*** SUPPLIED TEXT ***

Ms Martin said packaging was a key part of a promotional arsenal. While her organisation welcomed cricketers fronting Weet-Bix, which were high in fibre and low in salt, she said Ky Hurst spruiking the high-sugar cereal Nutri-Grain misleadingly gave it "a healthy halo".
Parents' Jury campaign manager Corrina Langelaan said plain packaging would be the first step in attacking pester power.
SOURCE
Another infliction on ordinary people by the food Fascists and their absurd theories
HP Sauce's recipe secretly changed after 116 years by American owners of the Great British Condiment
For more than a century HP Sauce has been a staple of many a British dining table.
But after 116 years of being produced to a carefully guarded recipe, the brown sauce which famously bears a picture of the Houses of Parliament on the label has been secretly altered at the request of Government health chiefs.
Heinz, the American company which bought the famous British brand in 2005, has changed the celebrated concoction that includes tomatoes, malt vinegar, molasses, dates, tamarind and secret spices to reduce the salt content.
The new recipe of Britain's best-loved brown sauce, synonymous with bacon sandwiches, fry-ups and sausage and mash, now contains 38 per cent less salt. But critics argue the change in salt levels for such small amounts of food makes no difference to our diet.
The previous version of HP Sauce contained 2.1g of salt per 100g. The new version contains 1.3g – but fans claim the change has come at a high price. They say it just doesn't taste the same.
The US company has altered the recipe despite launching a Reduced Salt And Sugar version at the same time. The new HP sauce recipe got the thumbs down from Michelin-starred chef Marco Pierre White.
He said he sent back a meal of sausages and mash at Mail on Sunday columnist Piers Morgan's Kensington pub The Hansom Cab last week. 'I sent the meal back, because I thought it was off,' he said. 'At first, I thought it was the sausages, but it wasn't. It was the HP, which tasted disgusting. It was definitely dodgy. I had no idea they had changed the recipe.

*** End of SUPPLIED TEXT ***
*** THE DATA ***

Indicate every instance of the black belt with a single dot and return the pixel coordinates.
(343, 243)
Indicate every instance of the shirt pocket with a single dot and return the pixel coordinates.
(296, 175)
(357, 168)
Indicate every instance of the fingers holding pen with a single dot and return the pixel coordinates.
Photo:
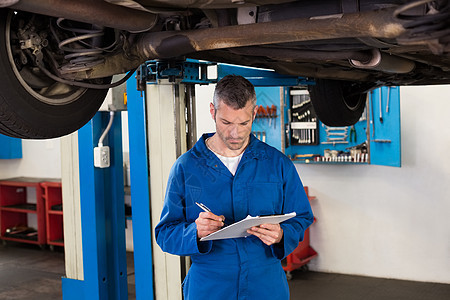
(207, 223)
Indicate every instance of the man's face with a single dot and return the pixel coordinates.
(233, 126)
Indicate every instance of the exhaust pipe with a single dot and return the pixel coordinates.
(96, 12)
(170, 44)
(385, 63)
(378, 24)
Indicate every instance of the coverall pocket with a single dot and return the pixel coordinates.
(264, 198)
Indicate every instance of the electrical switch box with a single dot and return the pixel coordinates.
(101, 157)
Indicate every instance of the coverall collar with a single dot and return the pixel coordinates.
(253, 150)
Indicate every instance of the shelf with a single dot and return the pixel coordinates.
(58, 242)
(28, 234)
(55, 212)
(15, 209)
(21, 208)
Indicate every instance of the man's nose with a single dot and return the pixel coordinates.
(234, 131)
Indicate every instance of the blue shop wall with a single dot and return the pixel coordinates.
(10, 148)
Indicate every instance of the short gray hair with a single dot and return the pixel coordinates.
(235, 91)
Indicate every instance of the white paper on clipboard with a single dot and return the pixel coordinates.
(239, 229)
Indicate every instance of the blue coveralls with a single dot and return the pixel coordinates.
(266, 182)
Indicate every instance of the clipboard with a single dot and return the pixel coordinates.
(239, 229)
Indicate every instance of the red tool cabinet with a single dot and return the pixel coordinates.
(302, 254)
(15, 208)
(53, 213)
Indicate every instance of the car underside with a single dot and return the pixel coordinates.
(60, 55)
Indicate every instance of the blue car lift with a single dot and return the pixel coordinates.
(102, 217)
(102, 190)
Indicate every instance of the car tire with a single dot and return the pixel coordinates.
(26, 112)
(337, 103)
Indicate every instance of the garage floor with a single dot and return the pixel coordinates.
(29, 273)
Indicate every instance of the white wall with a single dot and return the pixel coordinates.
(41, 159)
(384, 221)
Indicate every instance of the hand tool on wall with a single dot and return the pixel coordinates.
(373, 118)
(381, 111)
(352, 134)
(388, 97)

*** End of THE DATA ***

INSTRUCTIONS -
A. Answer these from the HP Sauce text:
(i) According to Corrina Langelaan, what would plain packaging be the first step in?
(ii) In what year did Heinz buy the HP Sauce brand?
(iii) How much salt per 100g did the previous version of HP Sauce contain?
B. Carry on writing the HP Sauce text from its last sentence.

REPLIES -
A.
(i) Attacking pester power
(ii) 2005
(iii) 2.1g

B.
'I was brought up on HP Sauce in Yorkshire. My old man used to say ketchup was for Southerners and HP was for Northerners. My father would turn in his grave if he discovered they changed the recipe.'
Heinz made the changes after signing up to the Coalition Government's Responsibility Deal, a programme of targets for reducing the level of fats and salts used by food manufacturers. The key pledges include an agreement to reducing salt in food so people eat 1g less per day by end of 2012.
Health experts claim this measure will save the NHS £46 million a year within three years and prevent more than 4,000 premature deaths a year.
But as a result of the decrease in salt in the old sauce, the new line has more calories and carbohydrates. The new version also has less fibre, an essential part of a balanced daily diet. It has been reduced from 1.2g per 100g to 0.4g per 100g.
John Northey, from the Isle of Man, contacted Heinz to complain. In a letter to a newspaper, he wrote: 'Gone was the familiar tang and the sauce seemed bland and sickly. Heinz has spoiled a product enjoyed by generations, adversely affected its keeping qualities and, incidentally, increased the calorie count at a time when we're all being warned about obesity.'
The HP brand has not been without controversy in recent years. There was uproar in 2007 when production of this symbol of 'Britishness' was moved from Birmingham to Elst in the Netherlands, with the loss of 125 jobs.
A year later the company was again forced to defend the move after it was revealed that 18 months after axing HP Sauce in Birmingham on the grounds that production costs would be cheaper in Holland, it had also begun making it in Spain.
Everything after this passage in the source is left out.